- **Text under study**
BEGIN

Currently, with the use of advanced diagnostic imaging techniques and the development of non-aggressive treatments, a thorough knowledge of normal coronary anatomy, its variations, and its anomalies is essential. Coronary artery branches can vary in terms of origin, distribution, number, and size. Coronary artery origins show great variability, with approximately 90% of anomalies involving origin anomalies [6]. We observed in 31 hearts the presence of three semilunar valves and the origin of the left coronary artery from the left posterior aortic sinus. Similar observations were reported by Kalpana RA [7], James [8], Sahni et al. [9], and Kulkarni J [10]. The left coronary artery is the main source of blood supply to the heart [2][3]. Kalbfleisch and Hort [11] conducted a study of the area supplied by each coronary artery using postmortem angiography.

They showed that the left coronary artery supplied 68.8% of the cardiac muscle mass and 79% of the left ventricular muscle mass.

Therefore, obstructive coronary artery disease can reduce coronary flow to a large portion of the ventricular myocardium, which is why arteriosclerotic disease of the left coronary artery leads to more serious complications than that of the right coronary artery [11].

Bhele et al. [12] reported that when the left coronary artery trunk is less than 5 mm, it is considered short, and when it is greater than 15 mm, it is long. In the present study, the left coronary artery trunk was long in 100% of cases. The mean length of the left coronary artery trunk was 15 ± 1 mm with extremes of 9 and 26 mm.

These results differ from those reported by Reig and Petit [2] who found a mean length of 10.8 mm.

END

- **Records**
BEGIN

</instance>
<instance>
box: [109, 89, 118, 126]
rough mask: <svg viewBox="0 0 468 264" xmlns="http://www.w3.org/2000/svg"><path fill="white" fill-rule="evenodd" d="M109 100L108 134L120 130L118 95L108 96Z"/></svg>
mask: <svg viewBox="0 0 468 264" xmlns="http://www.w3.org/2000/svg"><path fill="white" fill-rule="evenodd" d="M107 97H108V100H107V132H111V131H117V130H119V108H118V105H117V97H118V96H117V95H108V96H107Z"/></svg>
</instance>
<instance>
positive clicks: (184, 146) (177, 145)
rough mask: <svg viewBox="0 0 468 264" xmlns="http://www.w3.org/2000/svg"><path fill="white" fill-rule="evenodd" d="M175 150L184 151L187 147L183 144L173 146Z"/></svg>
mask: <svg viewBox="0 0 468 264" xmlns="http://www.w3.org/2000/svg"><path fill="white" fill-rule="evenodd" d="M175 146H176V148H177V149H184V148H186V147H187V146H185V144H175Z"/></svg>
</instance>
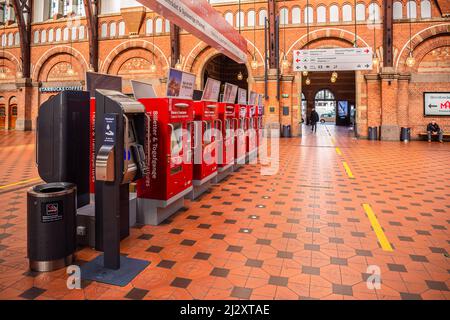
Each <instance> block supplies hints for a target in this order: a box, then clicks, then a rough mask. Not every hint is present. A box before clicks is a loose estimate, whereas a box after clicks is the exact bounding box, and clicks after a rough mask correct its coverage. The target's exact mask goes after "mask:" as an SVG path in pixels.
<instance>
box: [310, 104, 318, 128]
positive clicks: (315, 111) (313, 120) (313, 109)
mask: <svg viewBox="0 0 450 320" xmlns="http://www.w3.org/2000/svg"><path fill="white" fill-rule="evenodd" d="M309 119H310V121H311V132H314V133H315V132H317V122H319V114H318V113H317V111H316V109H315V108H313V109H312V111H311V117H310V118H309Z"/></svg>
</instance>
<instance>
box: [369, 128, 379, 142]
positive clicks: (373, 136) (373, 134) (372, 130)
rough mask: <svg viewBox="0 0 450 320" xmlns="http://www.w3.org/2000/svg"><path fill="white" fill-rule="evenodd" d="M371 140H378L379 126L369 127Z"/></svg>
mask: <svg viewBox="0 0 450 320" xmlns="http://www.w3.org/2000/svg"><path fill="white" fill-rule="evenodd" d="M369 140H378V127H369Z"/></svg>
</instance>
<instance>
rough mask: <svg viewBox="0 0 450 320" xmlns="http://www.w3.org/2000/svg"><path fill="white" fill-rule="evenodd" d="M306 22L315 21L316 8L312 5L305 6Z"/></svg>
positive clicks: (305, 18)
mask: <svg viewBox="0 0 450 320" xmlns="http://www.w3.org/2000/svg"><path fill="white" fill-rule="evenodd" d="M304 17H305V23H307V22H309V23H313V22H314V10H313V8H312V7H306V8H305V14H304Z"/></svg>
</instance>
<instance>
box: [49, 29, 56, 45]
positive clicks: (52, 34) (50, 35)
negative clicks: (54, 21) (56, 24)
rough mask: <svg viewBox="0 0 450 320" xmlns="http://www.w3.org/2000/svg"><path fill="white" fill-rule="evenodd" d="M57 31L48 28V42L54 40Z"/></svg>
mask: <svg viewBox="0 0 450 320" xmlns="http://www.w3.org/2000/svg"><path fill="white" fill-rule="evenodd" d="M54 34H55V31H53V29H50V30H48V42H53V40H54V39H55V37H54Z"/></svg>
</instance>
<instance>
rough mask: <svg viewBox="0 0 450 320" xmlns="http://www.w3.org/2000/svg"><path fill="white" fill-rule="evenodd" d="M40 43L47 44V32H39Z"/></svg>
mask: <svg viewBox="0 0 450 320" xmlns="http://www.w3.org/2000/svg"><path fill="white" fill-rule="evenodd" d="M16 34H17V33H16ZM41 42H42V43H45V42H47V30H42V32H41Z"/></svg>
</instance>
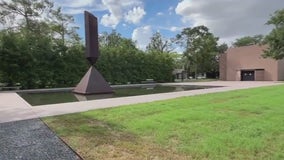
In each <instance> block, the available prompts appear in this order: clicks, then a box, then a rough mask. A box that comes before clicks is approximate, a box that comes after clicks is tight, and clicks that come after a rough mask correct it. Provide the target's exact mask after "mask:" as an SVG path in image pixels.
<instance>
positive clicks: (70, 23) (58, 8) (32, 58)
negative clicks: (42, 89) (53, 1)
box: [0, 0, 87, 88]
mask: <svg viewBox="0 0 284 160" xmlns="http://www.w3.org/2000/svg"><path fill="white" fill-rule="evenodd" d="M0 4H1V6H0V9H1V10H0V17H1V18H0V20H1V21H0V23H2V24H4V25H6V26H9V25H10V27H8V29H4V30H2V31H1V36H0V73H1V74H2V80H3V81H4V82H7V83H8V84H9V85H14V84H15V83H21V86H22V87H23V88H44V87H66V86H74V85H75V84H76V83H77V82H78V81H79V80H80V78H81V76H82V74H83V73H84V72H85V71H86V68H87V65H86V64H87V63H86V61H85V58H84V57H83V52H84V47H83V45H82V44H81V43H80V42H79V40H80V39H79V36H78V34H77V33H76V32H75V29H76V28H74V27H70V24H72V23H73V18H72V17H71V16H69V15H65V14H63V13H61V9H60V8H58V9H54V8H53V3H52V2H50V1H48V0H11V1H3V0H2V1H1V2H0ZM13 18H16V19H17V21H15V19H13ZM67 42H68V43H67Z"/></svg>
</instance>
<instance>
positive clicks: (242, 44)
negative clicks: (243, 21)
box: [233, 34, 263, 47]
mask: <svg viewBox="0 0 284 160" xmlns="http://www.w3.org/2000/svg"><path fill="white" fill-rule="evenodd" d="M262 42H263V35H261V34H259V35H255V36H245V37H241V38H238V39H236V41H235V42H234V43H233V46H234V47H241V46H249V45H253V44H261V43H262Z"/></svg>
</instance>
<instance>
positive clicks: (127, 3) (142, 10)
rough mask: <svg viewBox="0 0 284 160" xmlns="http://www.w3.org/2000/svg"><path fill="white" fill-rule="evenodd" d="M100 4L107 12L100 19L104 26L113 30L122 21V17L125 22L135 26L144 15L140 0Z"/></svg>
mask: <svg viewBox="0 0 284 160" xmlns="http://www.w3.org/2000/svg"><path fill="white" fill-rule="evenodd" d="M102 3H103V4H104V5H105V6H106V8H107V10H108V11H109V14H105V15H104V16H103V17H102V19H101V23H102V24H103V25H104V26H108V27H109V26H111V27H113V28H115V27H116V25H117V24H118V23H119V22H120V21H122V20H123V15H125V18H124V20H125V21H126V22H130V23H134V24H136V23H138V22H139V21H140V20H141V19H142V18H143V16H144V15H145V14H146V13H145V11H144V9H143V7H142V2H141V1H140V0H102Z"/></svg>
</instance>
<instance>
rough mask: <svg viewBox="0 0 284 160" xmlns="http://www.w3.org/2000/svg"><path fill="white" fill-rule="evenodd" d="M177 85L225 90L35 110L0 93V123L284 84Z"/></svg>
mask: <svg viewBox="0 0 284 160" xmlns="http://www.w3.org/2000/svg"><path fill="white" fill-rule="evenodd" d="M169 84H170V83H169ZM175 84H176V83H175ZM179 84H181V85H208V86H225V87H219V88H210V89H202V90H191V91H183V92H171V93H161V94H152V95H141V96H132V97H120V98H111V99H100V100H91V101H82V102H72V103H61V104H52V105H41V106H36V107H32V106H30V105H29V104H28V103H26V102H25V101H24V100H23V99H22V98H21V97H20V96H18V94H16V93H0V123H3V122H11V121H16V120H25V119H32V118H39V117H46V116H53V115H61V114H68V113H75V112H83V111H88V110H93V109H101V108H110V107H118V106H121V105H128V104H136V103H145V102H152V101H157V100H165V99H171V98H177V97H184V96H193V95H200V94H206V93H215V92H224V91H231V90H237V89H246V88H254V87H261V86H271V85H279V84H283V83H281V82H236V81H234V82H233V81H214V82H194V83H179Z"/></svg>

END

- **What you will do**
**1.** For each statement, say whether it agrees with the passage on coronary artery anatomy, and quote the words that decide it: (a) About 90% of coronary anomalies are anomalies of origin. (b) Disease of the right coronary artery leads to more serious complications than disease of the left. (c) Reig and Petit found a mean left coronary artery trunk length of 15 mm.
**2.** Continue the passage on coronary artery anatomy, starting after its final sentence.
The data were taken from a different source than the passage on coronary artery anatomy.

- **Answers for the exercise**
**1.**
(a) Yes: "approximately 90% of anomalies involving origin anomalies"
(b) No: "arteriosclerotic disease of the left coronary artery leads to more serious complications than that of the right coronary artery"
(c) No: "Reig and Petit [2] who found a mean length of 10.8 mm"

**2.**
RA [7] observed that the length of the left coronary artery trunk ranged from 6 mm to 15 mm. The study conducted by Kulkarni et al., [10] revealed that the length of the left coronary artery trunk was 5 mm in 76.7%, compared to 10 mm in 5% of cases. Waller and Schlant [13] observed a length of the left coronary artery trunk of 6 mm in 76% of cases and 10 mm in 3% of cases. Banchi [14] observed a length of the left coronary artery trunk less than 5 mm in 2% of cases. Fox et al. [15] found the length of the left coronary artery trunk to be less than 6 mm in 36% of cases and greater than 20 mm in 5% of cases in a coronary angiographic series. Reddy and Pusala [16] reported that the left coronary artery trunk measured between 1 and 25 mm before dividing into the left anterior descending artery and the circumflex artery. The circumflex artery measured between 10 and 13 cm in length and the left anterior descending artery measured between 6 and 8 cm. In the current study, the mean diameter of the left anterior descending artery and the circumflex artery was 4.1 ± 0.2 mm and 3.8 ± 0.3 mm, respectively, with extremes of 2 and 5 mm for the left anterior descending artery and 2 and 6 mm for the circumflex artery. The mean length of the left anterior descending artery and the circumflex artery was 118.2 ± 6.4 mm and 87.2 ± 8.2 mm, respectively, with extremes of 73 and 160 mm for the left anterior descending artery and 33 and 143 mm for the circumflex artery.

Dattatray D et al., [17] reported that the mean length of the left anterior descending artery and the circumflex artery was 85 ± 25.2 mm and 45.6 ± 19.9 mm, respectively.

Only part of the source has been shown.